Exercise tasks:
**a)** In the thread on cracking grain, how much difference to efficiency does MHB say a good crack can easily make?
**b)** Translate this sentence from the thread on cracking grain into Spanish: "Think about it this way, the crack is the first place you have real control of the whole process."
**c)** Pick up the thread on cracking grain after its last sentence and write what comes next.

══ Text ══

# cracking grain



## FaziesAuzzieBrewzies (29/10/14)

Has anybody used a thermomix to crack grain?


----------



## sp0rk (29/10/14)

You can use a blender to crack grain, but it takes ages and doesn't give a very good crush
Invest $150 in a Keg King grinder (or a higher spec one if you have the dosh), it's well worth the investment
If you are going to use the blender, hold it on an angle, it helps recirculate the grain better


----------



## DU99 (29/10/14)

Could invest in one of these units


----------



## sp0rk (29/10/14)

Yep, that's the KK one
And a whole lot cheaper than KK are selling it for, that seller must be buying them in mega bulk


----------



## nic0 (30/10/14)

Well you can turn grain into flour with the thermomix so if you were careful you could crack grain with it.


----------



## Yob (30/10/14)

I found blender type devices to be pretty inconsistent, some bits flour some un cracked grains, if you are BIABing then its less of an issue with the flour but in the end a good quality mill will serve you better for longer (less cleaning too)


----------



## Spiesy (30/10/14)

Just get a mill, mate.


----------



## MHB (30/10/14)

Think about it this way, the crack is the first place you have real control of the whole process.
A good crack can easily make 10% difference to your efficiency, that means that every 10th grain bill could be effectively free.
Probably less important in BIAB than 3V but a good crack can make an hours difference on a brew day, doesn't take a lot of hours to make up the cost of a mill.
Get a decent mill, or choose a retailer who can crack the way you want.
Mark


----------



## manticle (30/10/14)

If you're doing partial mashes or just using small amounts of spec grain, the easiest way is just to order it cracked. When I was in that situation and buying from a shop that didn't crack (I knew much less then), I tried all sorts of alternative methods like rolling pins, coffee grinders, etc.

═══
══ Given material ══

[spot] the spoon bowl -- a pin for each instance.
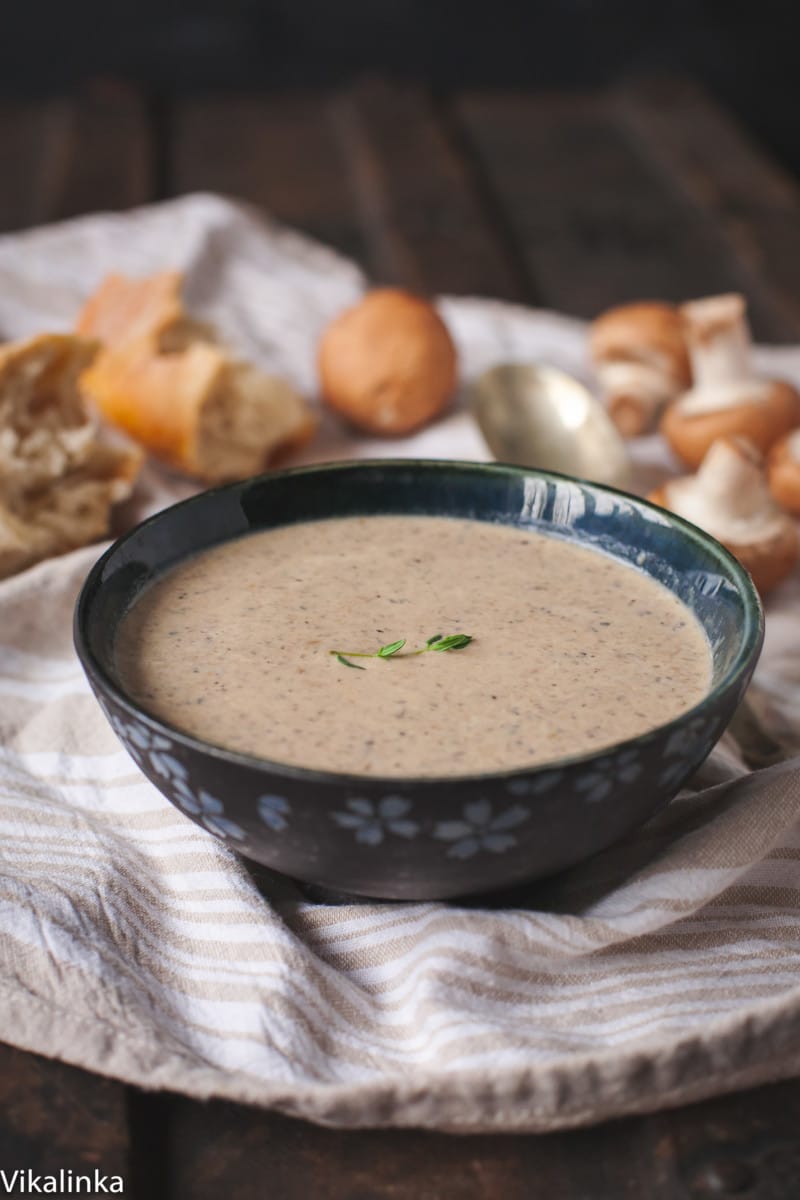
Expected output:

═══

Expected answers:
**a)** 10%

**b)** Piénsalo de esta manera: el quebrado del grano es el primer punto en el que tienes control real de todo el proceso.

**c)**
Big pain in balls. Now I often buy grain in bulk so I have my own mill but I also deal with a store that will crack to order.


----------



## QldKev (30/10/14)

+1 on a decent mill.

I'd buy a decent brand one with a long term reliability record. Crankenstein, Monster Mill and if you want stainless steel geared rollers then the Aussie built Mill Master. With the US ones if you can find someone else who wants one, then ordering 2 will save a lot on post.


----------



## TheWiggman (30/10/14)

nic0 said:


> Well you can turn grain into flour with the thermomix so if you were careful you could crack grain with it.


My wife hosted a Thermomix party. My only interest apart from the free food was that I heard it "mills grain". She demoed with a handful of wheat grains and after 30 secs of about 110 dB (seriously) mixing it coume out as literal flour. It did a surprisingly good job at making flour, but an awful job at milling grain at a home brew level.

Short and long answer - yes tried cracking it. No, couldn't do it.


----------



## TimT (30/10/14)

I used to use a blender. It's kind of pleasing to get results out of such an ordinary kitchen item, and yes, it does work. Though I suspect it did affect my efficiency a fair bit.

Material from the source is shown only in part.